**Aim of the exercise**
Swap "Trace" for "Outline" in the lines starting with the line containing "query (the noun phrase to segment): fish eye" and going on through the line containing "113), (174, 114)]", leaving everything else unchanged.

++++ Records for this exercise ++++

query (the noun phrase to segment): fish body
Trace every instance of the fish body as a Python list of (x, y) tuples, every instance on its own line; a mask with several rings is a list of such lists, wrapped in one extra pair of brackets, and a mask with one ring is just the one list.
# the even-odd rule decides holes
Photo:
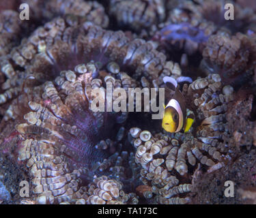
[(174, 94), (165, 106), (162, 127), (165, 131), (171, 133), (178, 132), (182, 129), (186, 132), (191, 127), (195, 116), (186, 108), (185, 99), (180, 91), (177, 81), (169, 76), (165, 76), (163, 81), (166, 87), (174, 91)]

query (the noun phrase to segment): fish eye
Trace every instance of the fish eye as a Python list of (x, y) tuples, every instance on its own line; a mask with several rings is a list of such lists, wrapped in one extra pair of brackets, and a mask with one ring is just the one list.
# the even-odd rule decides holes
[(173, 119), (175, 121), (177, 121), (177, 114), (176, 113), (174, 114)]

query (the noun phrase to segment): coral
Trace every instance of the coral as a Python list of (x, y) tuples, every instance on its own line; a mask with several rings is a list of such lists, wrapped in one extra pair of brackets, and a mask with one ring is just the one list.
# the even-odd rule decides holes
[(230, 158), (225, 116), (227, 104), (233, 99), (233, 88), (223, 87), (221, 81), (218, 74), (212, 74), (184, 87), (190, 109), (196, 114), (197, 126), (190, 133), (153, 136), (138, 127), (130, 129), (133, 138), (130, 142), (137, 149), (135, 162), (142, 166), (140, 179), (151, 187), (150, 191), (145, 189), (143, 192), (146, 198), (155, 194), (156, 201), (160, 204), (187, 203), (188, 198), (180, 198), (179, 194), (190, 191), (191, 185), (180, 183), (171, 173), (175, 171), (177, 176), (188, 178), (199, 163), (216, 168)]
[[(62, 71), (54, 82), (35, 87), (31, 96), (27, 96), (23, 116), (26, 122), (16, 125), (23, 138), (18, 159), (26, 161), (29, 168), (38, 203), (79, 198), (79, 177), (89, 179), (87, 168), (91, 169), (96, 160), (103, 160), (107, 154), (106, 149), (100, 152), (94, 146), (99, 138), (110, 136), (115, 122), (123, 123), (126, 118), (123, 112), (111, 115), (91, 110), (96, 97), (93, 91), (100, 89), (106, 95), (102, 81), (91, 78), (96, 69), (89, 63), (76, 66), (74, 72)], [(115, 81), (109, 75), (104, 79), (103, 82), (113, 82), (114, 91), (124, 82)], [(102, 166), (99, 169), (104, 170)]]
[(29, 0), (21, 1), (29, 5), (31, 16), (37, 20), (49, 21), (59, 16), (78, 16), (83, 21), (94, 22), (102, 27), (109, 25), (104, 8), (96, 1)]
[(240, 99), (229, 105), (226, 116), (228, 128), (233, 135), (231, 143), (233, 142), (238, 149), (242, 146), (250, 149), (251, 146), (256, 146), (255, 123), (251, 120), (253, 96), (246, 97), (241, 91), (238, 94)]
[(100, 68), (114, 61), (121, 71), (128, 66), (128, 74), (136, 79), (143, 76), (151, 87), (158, 87), (158, 76), (171, 74), (169, 63), (154, 49), (153, 43), (139, 39), (130, 42), (122, 31), (105, 31), (91, 22), (70, 22), (69, 18), (56, 18), (39, 27), (13, 48), (10, 57), (1, 60), (1, 71), (8, 78), (2, 85), (1, 104), (15, 97), (24, 86), (53, 80), (61, 69), (85, 61), (93, 60)]
[[(225, 20), (226, 3), (235, 21)], [(254, 6), (0, 2), (0, 203), (254, 202)], [(195, 114), (188, 132), (162, 129), (147, 106), (127, 110), (137, 100), (127, 101), (129, 89), (156, 88), (158, 100), (166, 76)], [(165, 89), (165, 101), (173, 95)], [(236, 198), (224, 197), (227, 180)]]
[(248, 81), (254, 73), (256, 45), (249, 37), (238, 33), (231, 37), (213, 35), (203, 52), (203, 63), (210, 73), (218, 72), (226, 84)]
[(0, 202), (8, 202), (10, 200), (10, 198), (11, 195), (10, 194), (8, 190), (6, 189), (6, 187), (3, 183), (0, 181)]
[(8, 54), (19, 38), (22, 22), (18, 14), (12, 10), (0, 12), (0, 56)]

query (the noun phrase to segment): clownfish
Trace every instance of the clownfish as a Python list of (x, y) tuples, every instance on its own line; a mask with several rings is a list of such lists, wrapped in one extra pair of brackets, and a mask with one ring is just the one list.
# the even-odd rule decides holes
[(187, 132), (194, 123), (195, 115), (192, 111), (186, 108), (185, 99), (175, 79), (165, 76), (163, 82), (167, 89), (174, 91), (174, 94), (167, 105), (164, 105), (162, 127), (171, 133), (178, 132), (182, 129)]

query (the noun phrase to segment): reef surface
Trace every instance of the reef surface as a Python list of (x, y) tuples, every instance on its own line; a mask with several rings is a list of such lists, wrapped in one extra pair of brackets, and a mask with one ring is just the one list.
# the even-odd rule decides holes
[[(255, 204), (255, 11), (250, 1), (1, 1), (0, 203)], [(195, 114), (188, 132), (130, 101), (131, 89), (154, 88), (141, 101), (156, 104), (165, 76)], [(96, 91), (129, 110), (94, 111)]]

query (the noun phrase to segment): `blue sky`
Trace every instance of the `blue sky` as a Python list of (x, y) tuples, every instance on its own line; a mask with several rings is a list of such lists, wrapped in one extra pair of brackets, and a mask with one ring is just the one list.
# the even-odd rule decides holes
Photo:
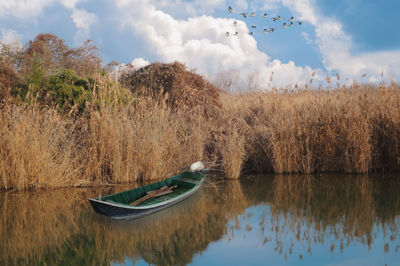
[[(0, 0), (0, 41), (50, 32), (77, 46), (89, 38), (106, 63), (177, 60), (238, 88), (318, 84), (336, 73), (340, 82), (399, 81), (399, 10), (395, 0)], [(278, 15), (303, 24), (283, 29), (284, 20), (271, 20)]]

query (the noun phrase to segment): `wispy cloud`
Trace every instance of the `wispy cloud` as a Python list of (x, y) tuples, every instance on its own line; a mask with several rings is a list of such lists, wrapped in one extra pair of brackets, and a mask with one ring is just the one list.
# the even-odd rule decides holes
[(282, 0), (282, 3), (315, 27), (316, 43), (328, 71), (337, 71), (354, 79), (368, 73), (370, 81), (377, 81), (381, 80), (383, 70), (386, 78), (400, 80), (400, 61), (396, 60), (400, 50), (354, 54), (354, 42), (343, 25), (323, 16), (314, 1)]

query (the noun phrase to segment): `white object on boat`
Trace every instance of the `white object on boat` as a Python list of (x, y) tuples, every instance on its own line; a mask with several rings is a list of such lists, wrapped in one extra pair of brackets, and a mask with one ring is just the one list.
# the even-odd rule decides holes
[(198, 172), (204, 170), (204, 164), (200, 161), (192, 163), (192, 165), (190, 166), (190, 171), (194, 172)]

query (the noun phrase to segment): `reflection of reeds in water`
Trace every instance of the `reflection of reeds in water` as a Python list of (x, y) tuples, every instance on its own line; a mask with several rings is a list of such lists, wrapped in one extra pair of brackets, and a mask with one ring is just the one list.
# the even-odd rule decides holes
[[(130, 258), (182, 265), (210, 242), (235, 237), (238, 229), (260, 231), (260, 244), (274, 242), (283, 256), (293, 254), (294, 246), (311, 253), (315, 243), (326, 243), (332, 252), (354, 241), (370, 247), (382, 234), (377, 230), (390, 239), (382, 248), (393, 252), (399, 234), (399, 187), (398, 179), (369, 177), (244, 178), (205, 185), (192, 198), (136, 221), (99, 216), (87, 202), (98, 194), (125, 190), (122, 186), (2, 193), (0, 264), (92, 265)], [(255, 213), (260, 221), (249, 225), (240, 214), (255, 204), (267, 204), (268, 211)], [(284, 241), (287, 236), (290, 242)], [(334, 243), (327, 243), (332, 236)]]
[[(118, 188), (121, 190), (122, 188)], [(193, 198), (137, 221), (93, 212), (92, 190), (0, 194), (0, 264), (109, 264), (142, 258), (183, 265), (220, 239), (226, 222), (248, 206), (238, 181), (207, 188)]]
[[(398, 234), (399, 183), (379, 188), (380, 182), (365, 176), (276, 176), (268, 201), (278, 249), (282, 252), (281, 235), (288, 231), (296, 236), (293, 242), (306, 243), (309, 253), (313, 242), (324, 243), (331, 236), (342, 250), (352, 241), (370, 248), (379, 229), (389, 227), (392, 234)], [(393, 205), (387, 208), (383, 202)], [(333, 252), (335, 245), (330, 249)]]

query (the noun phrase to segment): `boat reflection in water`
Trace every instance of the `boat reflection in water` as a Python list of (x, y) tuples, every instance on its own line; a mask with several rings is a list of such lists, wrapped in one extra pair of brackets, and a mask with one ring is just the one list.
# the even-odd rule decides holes
[(126, 189), (0, 193), (0, 264), (400, 261), (399, 177), (251, 176), (134, 221), (87, 203)]

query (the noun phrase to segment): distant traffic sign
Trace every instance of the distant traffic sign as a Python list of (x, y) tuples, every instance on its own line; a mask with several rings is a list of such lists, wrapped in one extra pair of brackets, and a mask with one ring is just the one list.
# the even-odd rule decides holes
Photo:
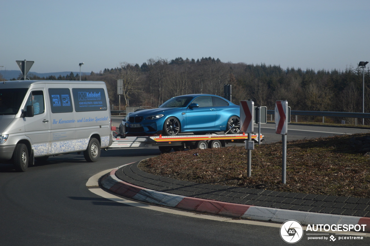
[(254, 102), (240, 101), (240, 131), (247, 133), (253, 132), (254, 119)]
[(26, 75), (27, 75), (28, 71), (31, 69), (31, 67), (32, 66), (32, 65), (33, 65), (33, 63), (35, 62), (31, 61), (27, 61), (26, 60), (24, 61), (16, 61), (16, 62), (17, 63), (17, 64), (18, 65), (18, 67), (19, 67), (19, 68), (21, 70), (21, 71), (22, 72), (22, 74), (24, 76), (24, 79), (25, 80)]

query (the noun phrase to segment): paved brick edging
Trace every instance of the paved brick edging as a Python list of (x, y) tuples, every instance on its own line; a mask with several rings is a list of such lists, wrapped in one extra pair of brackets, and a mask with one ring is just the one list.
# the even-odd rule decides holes
[(122, 181), (114, 169), (101, 180), (103, 187), (120, 195), (135, 200), (190, 211), (230, 217), (282, 223), (293, 219), (302, 225), (366, 225), (370, 231), (370, 218), (305, 212), (192, 198), (140, 187)]

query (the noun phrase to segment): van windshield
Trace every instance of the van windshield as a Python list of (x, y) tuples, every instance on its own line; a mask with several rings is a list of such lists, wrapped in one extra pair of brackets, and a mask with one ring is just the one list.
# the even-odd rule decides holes
[(15, 115), (19, 111), (28, 89), (0, 89), (0, 115)]

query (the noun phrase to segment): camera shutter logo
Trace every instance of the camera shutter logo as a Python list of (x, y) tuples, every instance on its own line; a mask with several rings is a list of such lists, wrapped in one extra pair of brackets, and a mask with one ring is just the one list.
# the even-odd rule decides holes
[(283, 223), (280, 228), (280, 236), (287, 243), (294, 243), (303, 236), (303, 228), (298, 221), (291, 220)]

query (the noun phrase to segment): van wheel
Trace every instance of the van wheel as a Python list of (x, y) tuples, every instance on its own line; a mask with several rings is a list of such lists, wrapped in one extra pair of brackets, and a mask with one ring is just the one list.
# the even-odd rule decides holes
[(13, 153), (13, 164), (17, 172), (25, 172), (28, 167), (28, 149), (24, 144), (16, 146)]
[(100, 144), (96, 138), (90, 139), (87, 148), (84, 151), (84, 156), (88, 162), (95, 162), (100, 156)]

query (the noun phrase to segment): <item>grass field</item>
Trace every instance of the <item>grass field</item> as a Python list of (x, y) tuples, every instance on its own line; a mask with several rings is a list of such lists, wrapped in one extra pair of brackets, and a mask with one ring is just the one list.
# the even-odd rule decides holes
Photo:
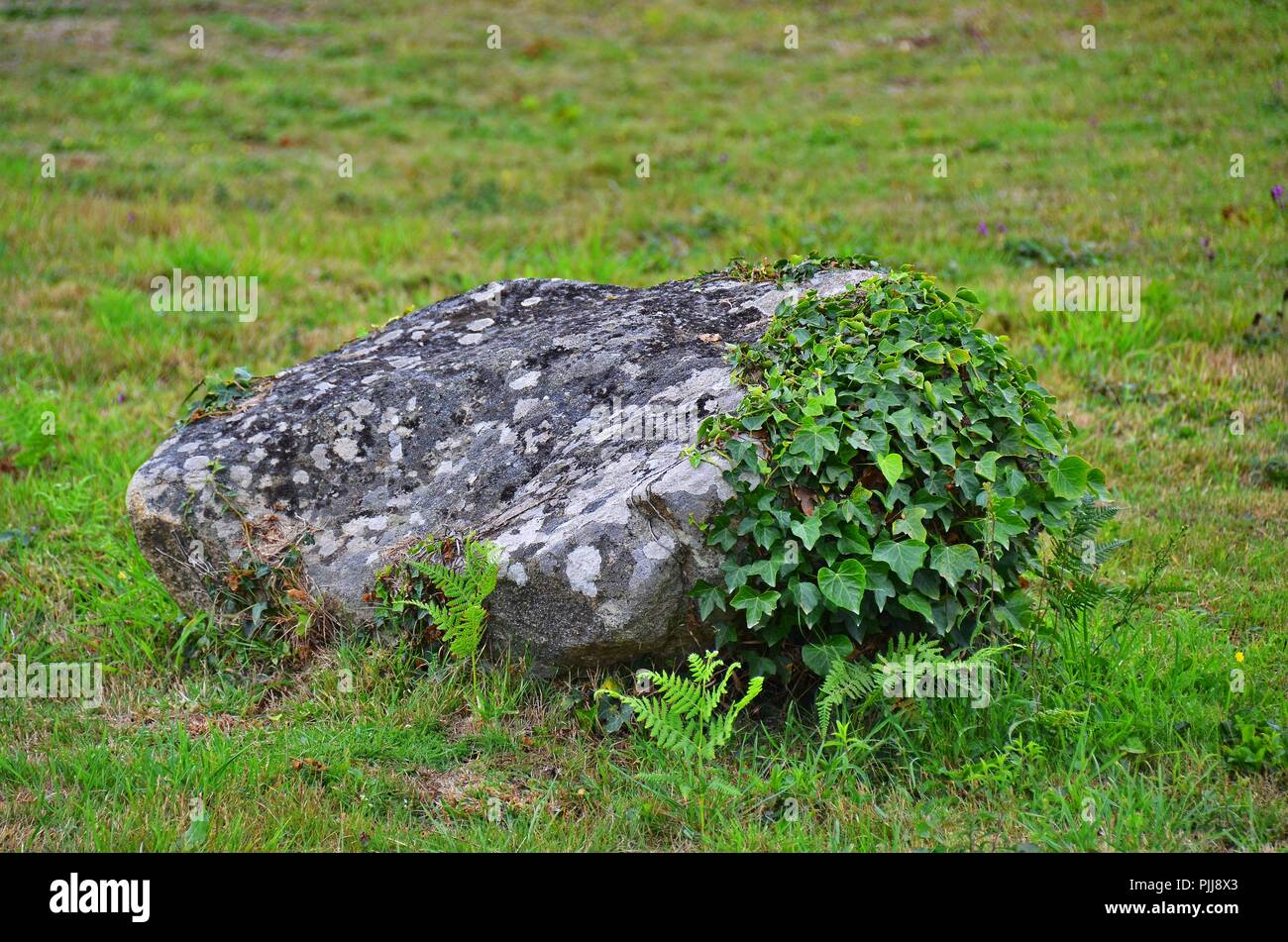
[[(1220, 732), (1288, 722), (1288, 344), (1245, 337), (1288, 287), (1288, 8), (853, 6), (0, 0), (0, 660), (107, 678), (0, 700), (0, 848), (1288, 848), (1288, 772)], [(124, 494), (200, 378), (495, 278), (810, 250), (984, 299), (1126, 508), (1110, 582), (1166, 564), (1130, 624), (1025, 643), (983, 710), (824, 741), (766, 696), (702, 815), (601, 678), (182, 669)], [(1140, 319), (1034, 311), (1056, 265), (1141, 277)], [(259, 318), (158, 317), (174, 268)]]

++++

**The result**
query (the noun phrase to segment): fish eye
Outline every instance of the fish eye as a Python list of (x, y) tuples, every instance on its own line; a mask with several rings is a list of such lists, wrapped in one extra pair of brackets, and a mask with one ring is just the one list.
# the even-odd rule decides holes
[(173, 119), (175, 121), (177, 121), (177, 114), (176, 113), (174, 114)]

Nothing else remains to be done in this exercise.